_Problem to work on:_ How many lines of the items below contain the string "report"? Give only the number.

_Some records:_
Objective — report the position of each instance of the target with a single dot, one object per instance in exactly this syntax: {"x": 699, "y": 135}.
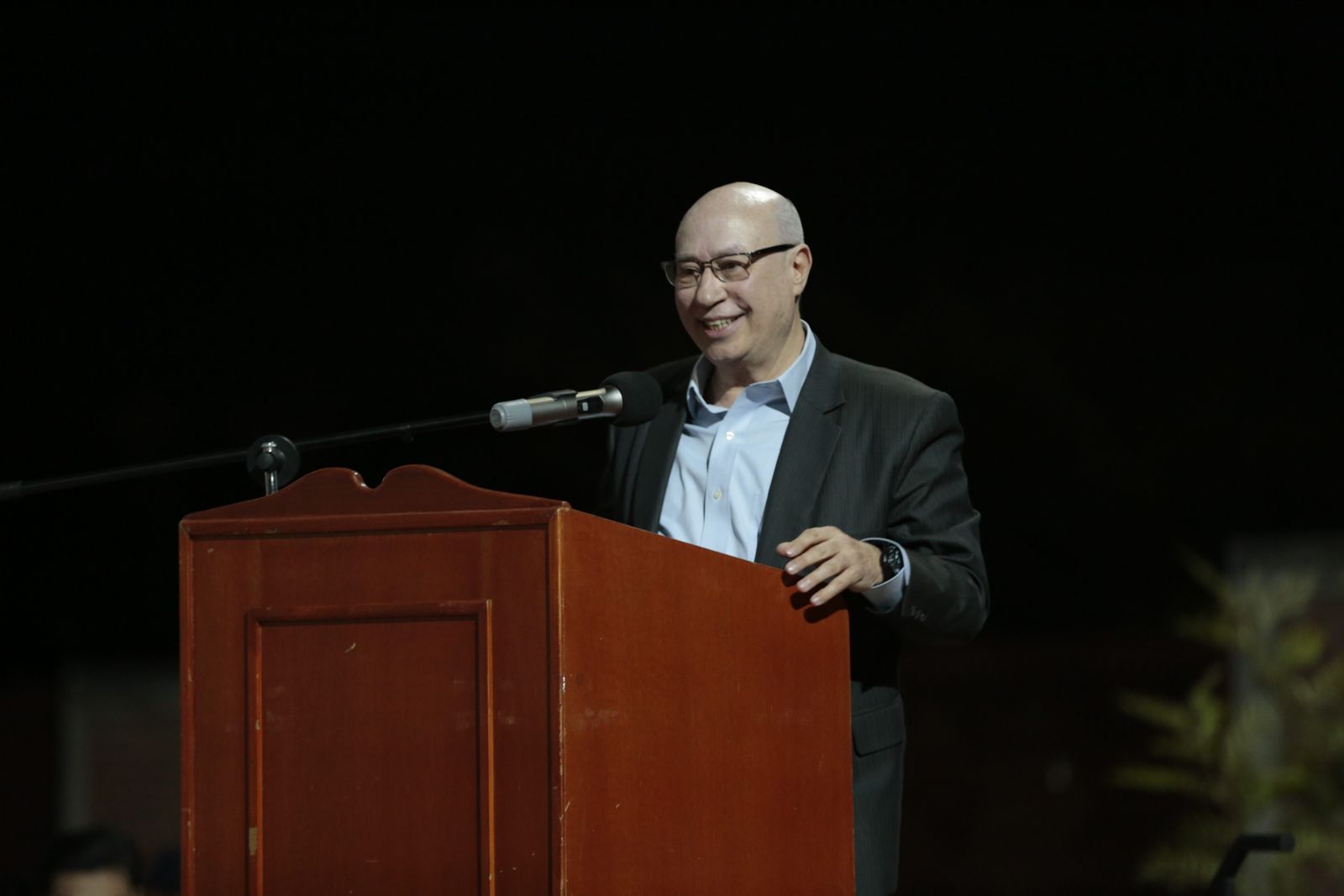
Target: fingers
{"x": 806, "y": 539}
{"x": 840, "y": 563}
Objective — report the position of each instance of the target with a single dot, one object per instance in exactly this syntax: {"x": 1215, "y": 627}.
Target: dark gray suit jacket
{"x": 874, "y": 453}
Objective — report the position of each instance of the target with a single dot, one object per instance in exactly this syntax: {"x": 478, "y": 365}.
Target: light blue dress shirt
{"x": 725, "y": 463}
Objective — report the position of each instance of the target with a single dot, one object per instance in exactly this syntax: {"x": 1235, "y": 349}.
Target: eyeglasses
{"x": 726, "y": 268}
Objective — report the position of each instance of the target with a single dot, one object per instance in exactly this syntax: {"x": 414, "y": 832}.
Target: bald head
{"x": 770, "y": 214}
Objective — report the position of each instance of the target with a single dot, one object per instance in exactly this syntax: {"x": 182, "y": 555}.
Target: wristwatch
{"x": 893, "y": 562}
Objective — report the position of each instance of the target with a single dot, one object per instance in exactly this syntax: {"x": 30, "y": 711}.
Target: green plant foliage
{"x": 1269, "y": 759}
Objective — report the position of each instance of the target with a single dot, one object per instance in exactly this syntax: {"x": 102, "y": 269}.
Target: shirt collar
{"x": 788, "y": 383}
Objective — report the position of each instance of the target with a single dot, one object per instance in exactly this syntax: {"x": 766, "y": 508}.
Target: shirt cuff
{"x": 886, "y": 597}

_Task response:_ 9